• [DOCUMENT EXTRACT]:
########

# New wheels on the Goat today!



## BustersJudge (May 26, 2007)

Put these on today and snapped a few pics with my phone. Hopefully I can get some better pics with a real camera soon and post more. What do you guys think?


----------



## Rukee (Feb 8, 2007)

They look real nice!! :cheers


----------



## Sloop_John_B (Mar 22, 2008)

I would make a comment but I am too busy eating a Sweet Onion Chicken Teriyaki Sandwich from Subway:willy:


----------



## NJG8GT (Nov 14, 2007)

they look very nice......chrome and black always looks nice together....Good choice of rims!!!:cheers


----------



## Nizidramanii'yt (Feb 3, 2007)

Looks sharp!


----------



## SPICERED2006 (Oct 7, 2007)

It's a very nice look!:cheers


----------



## stimeybob (Jan 10, 2007)

Very nice choice, looks great!


----------



## Aramz06 (Mar 2, 2008)

########

• [DATA BELOW]:

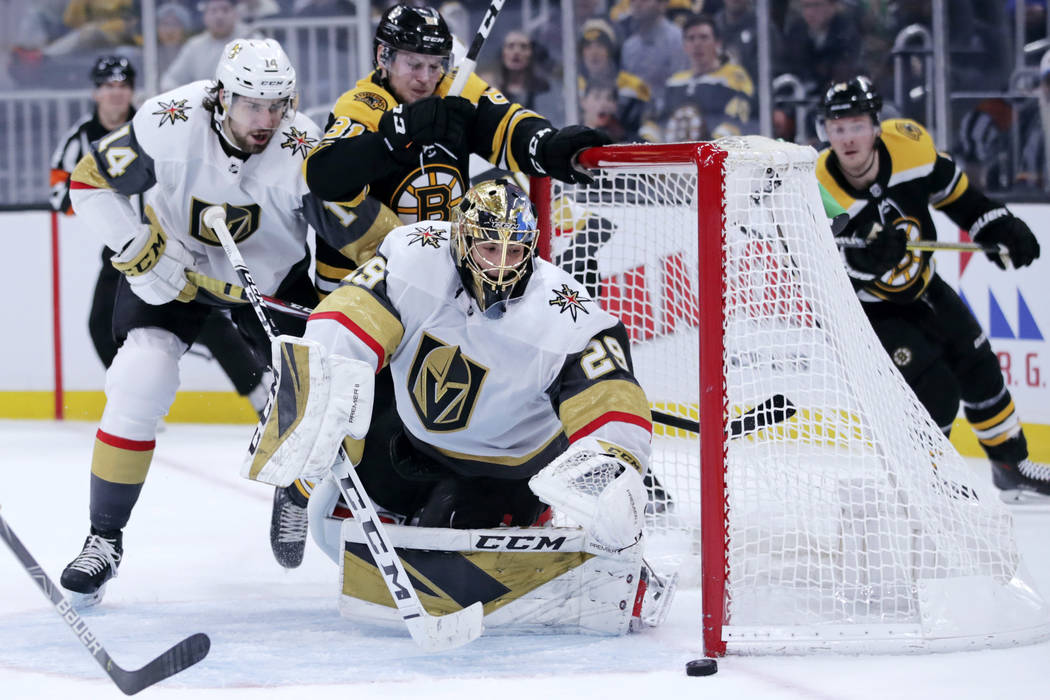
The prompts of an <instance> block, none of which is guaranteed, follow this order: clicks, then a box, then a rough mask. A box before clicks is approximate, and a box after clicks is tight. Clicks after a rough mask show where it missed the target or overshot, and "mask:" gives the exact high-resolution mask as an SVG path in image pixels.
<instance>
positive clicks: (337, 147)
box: [303, 72, 552, 292]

########

• [TASK REQUIREMENTS]:
1. In the forum thread about the new wheels, what did BustersJudge use to take the first pictures?
2. Repeat the part of the forum thread about the new wheels that opens with the words containing "## NJG8GT (Nov" and closes with "(Feb 3, 2007)".
3. Proceed with the forum thread about the new wheels from the point where it stops.
The data has no connection to the forum thread about the new wheels.

• [SET OF ANSWERS]:
1. A phone.

2.
## NJG8GT (Nov 14, 2007)

they look very nice......chrome and black always looks nice together....Good choice of rims!!!:cheers


----------



## Nizidramanii'yt (Feb 3, 2007)

3.
Nice wheels, thats one stealthy GTO! :cheers


----------



## ricekiller848 (Oct 24, 2007)

Where did u get the side marker lights? Home made or order it?


----------



## FASTKNIGHT05 (Sep 17, 2008)

looks very nice:agree


----------



## alsgto04 (Nov 21, 2007)

She sure does look good. :cheers


----------



## BrienCharles (Mar 11, 2008)

Very Nice!


----------



## Reno'sGoat (Dec 10, 2004)

Car looks sweet, I like your sap parts also.


----------



## teamwoody72 (May 23, 2008)

awesome


----------



## Night (Sep 23, 2008)

Dig It!!!!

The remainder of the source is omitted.